Each line of the material should be output exactly as shown.

:: AVAILABLE DATA ::

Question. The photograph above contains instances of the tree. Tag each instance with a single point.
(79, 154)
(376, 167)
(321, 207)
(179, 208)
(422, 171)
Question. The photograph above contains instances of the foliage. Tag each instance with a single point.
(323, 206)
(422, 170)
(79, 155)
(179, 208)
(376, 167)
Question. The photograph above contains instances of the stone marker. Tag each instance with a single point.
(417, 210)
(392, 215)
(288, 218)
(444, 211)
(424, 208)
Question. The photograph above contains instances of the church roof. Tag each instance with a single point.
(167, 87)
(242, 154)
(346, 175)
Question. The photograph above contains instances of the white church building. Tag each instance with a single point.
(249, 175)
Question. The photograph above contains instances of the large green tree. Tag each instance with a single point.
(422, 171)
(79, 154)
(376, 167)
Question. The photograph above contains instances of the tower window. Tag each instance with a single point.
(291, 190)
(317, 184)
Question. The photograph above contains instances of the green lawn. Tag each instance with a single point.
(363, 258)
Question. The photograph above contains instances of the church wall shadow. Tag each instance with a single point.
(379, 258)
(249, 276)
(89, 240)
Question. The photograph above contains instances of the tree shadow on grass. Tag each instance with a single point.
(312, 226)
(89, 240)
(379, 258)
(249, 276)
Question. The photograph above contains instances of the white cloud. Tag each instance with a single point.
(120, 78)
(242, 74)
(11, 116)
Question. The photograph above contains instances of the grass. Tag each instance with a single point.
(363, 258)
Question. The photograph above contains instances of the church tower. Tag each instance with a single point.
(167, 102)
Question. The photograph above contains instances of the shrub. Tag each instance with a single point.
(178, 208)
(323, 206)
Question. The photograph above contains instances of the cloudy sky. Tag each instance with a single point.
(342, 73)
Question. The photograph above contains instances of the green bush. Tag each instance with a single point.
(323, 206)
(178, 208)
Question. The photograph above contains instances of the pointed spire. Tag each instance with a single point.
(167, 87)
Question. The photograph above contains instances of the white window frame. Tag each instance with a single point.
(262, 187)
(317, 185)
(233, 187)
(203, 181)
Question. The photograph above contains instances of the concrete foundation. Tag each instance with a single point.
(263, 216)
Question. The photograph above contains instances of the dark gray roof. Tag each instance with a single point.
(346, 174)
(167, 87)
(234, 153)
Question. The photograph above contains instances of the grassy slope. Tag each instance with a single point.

:::

OUTPUT FOR THIS TASK:
Question. The photograph above contains instances of the tree. Tag each instance with a single point.
(79, 154)
(376, 167)
(321, 207)
(179, 208)
(422, 171)
Question. The photograph above contains instances of the foliage. Tag each instance with a single point.
(323, 206)
(422, 170)
(79, 155)
(179, 208)
(376, 167)
Question. The photograph above contains instances of the stone marker. Tag each instance with a single point.
(417, 210)
(392, 215)
(288, 218)
(444, 211)
(424, 208)
Question. The photograph above contains instances of the church roof. Tag each instance with a single point.
(167, 87)
(242, 154)
(346, 175)
Question. The photograph above contains instances of the white church building. Tag each instance with a single point.
(249, 175)
Question. The photograph above contains instances of the large green tree. Tag each instance with a single point.
(422, 171)
(79, 154)
(376, 167)
Question. The photograph above contains instances of the tower window. Tag each instance with a single point.
(291, 190)
(317, 184)
Question. The photograph above contains instances of the green lawn. Tag each instance with a single point.
(363, 258)
Question. The photograph above contains instances of the church wall shadow. Tag each instance with a single point.
(379, 258)
(249, 276)
(89, 240)
Question. The photograph above contains instances of the tree shadow on grass. Tag each instance with a single point.
(312, 226)
(89, 240)
(379, 258)
(249, 276)
Question. The photograph above contains instances of the white cloud. Tag each instance with a single point.
(120, 78)
(242, 74)
(11, 116)
Question. The photograph above contains instances of the grass. Tag each instance with a single point.
(363, 258)
Question. The photograph above contains instances of the church tower. Tag each instance with a single point.
(167, 102)
Question. The photograph above contains instances of the shrub. Tag each instance with a single point.
(178, 208)
(323, 206)
Question. The photograph above contains instances of the cloudy sky. Tag each instance with a single point.
(342, 73)
Question. The photograph above contains instances of the green bush. Tag each instance with a single point.
(323, 206)
(178, 208)
Question. The photograph above contains instances of the pointed spire. Tag each instance with a single point.
(167, 87)
Question. The photograph above contains instances of the white window frame. Tag each instance with a single point.
(262, 187)
(317, 185)
(233, 187)
(203, 181)
Question. The photograph above contains instances of the concrete foundation. Tag each instance with a single point.
(263, 216)
Question. The photograph above contains instances of the dark gray roof. Tag each instance with a single point.
(346, 174)
(167, 87)
(234, 153)
Question. The photograph above contains instances of the grassy slope. Tag each instance with a single point.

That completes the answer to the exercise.